▶ Provided text

────────────────────

Sing Lustily And With Good Courage is an album by Maddy Prior and the Carnival Band. It was recorded at Valley Recordings in March 1990 and released as a CD on the Saydisc label.

 This is a collection of "Gallery Songs" from the 18th and early 19th centuries. Gallery songs were popular hymns which were purged from hymnals in the late nineteenth centuries. As they generally have strong words and tunes, many are worth reviving. The best known precedent for recording such an album is The Watersons' "Sound, Sound Your Instruments of Joy" (1977).

Track listing 
Who would true valour see  (John Bunyan - music; trad)
Rejoice ye shining worlds  (Isaac Watts - music from Harmonia Sacra)
O Thou who camest from above  (Charles Wesley - music; Samuel Stanley)
Lo! He comes with clouds descending  (Charles Wesley - music; anon)
How firm a foundation   (Richard Keen - music; trad)

────────────────────

▶ Supplied material

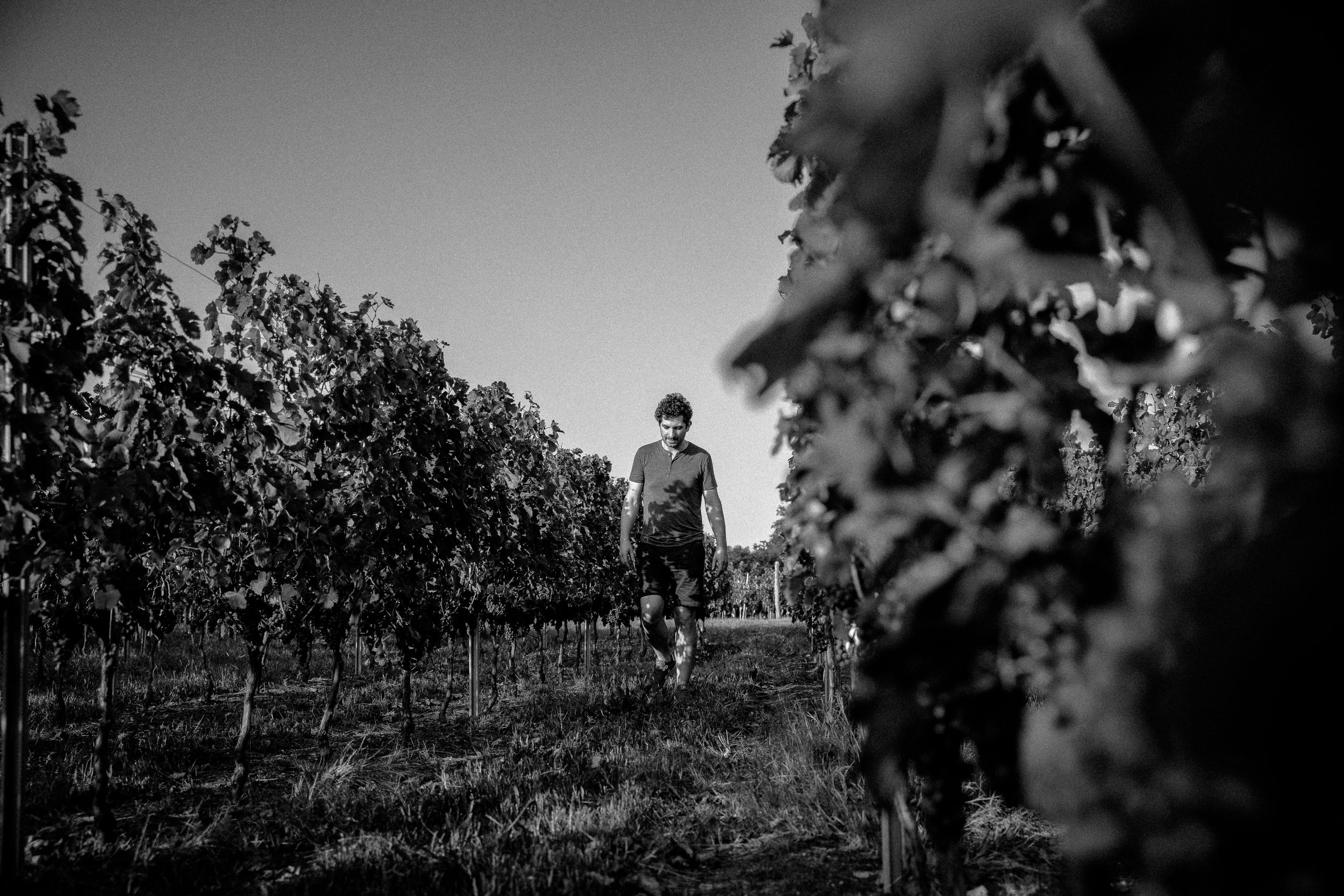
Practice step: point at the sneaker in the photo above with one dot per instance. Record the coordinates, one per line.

────────────────────

▶ Tasks to complete
a. Decide whether each statement agrees with the album description, and answer yes or no. Back each answer with the deciding words of the description, quoted exactly.
(i) The album was recorded at Valley Recordings in March 1990.
(ii) Gallery songs were added to hymnals in the late nineteenth century.
(iii) The music for "Who would true valour see" is credited to Isaac Watts.
b. Answer these questions from the album description:
(i) On what label was the album released?
(ii) Which 1977 recording is named as the best known precedent for such an album?
(iii) Who is credited with the music for "O Thou who camest from above"?
c. From the album description, extract the passage starting at "Sing Lustily And" and ending at "Bunyan - music; trad)".

▶ Per-task answers
a.
(i) Yes: "It was recorded at Valley Recordings in March 1990"
(ii) No: "Gallery songs were popular hymns which were purged from hymnals in the late nineteenth centuries."
(iii) No: "Who would true valour see  (John Bunyan - music; trad)"

b.
(i) Saydisc
(ii) The Watersons' "Sound, Sound Your Instruments of Joy"
(iii) Samuel Stanley

c.
Sing Lustily And With Good Courage is an album by Maddy Prior and the Carnival Band. It was recorded at Valley Recordings in March 1990 and released as a CD on the Saydisc label.

 This is a collection of "Gallery Songs" from the 18th and early 19th centuries. Gallery songs were popular hymns which were purged from hymnals in the late nineteenth centuries. As they generally have strong words and tunes, many are worth reviving. The best known precedent for recording such an album is The Watersons' "Sound, Sound Your Instruments of Joy" (1977).

Track listing 
Who would true valour see  (John Bunyan - music; trad)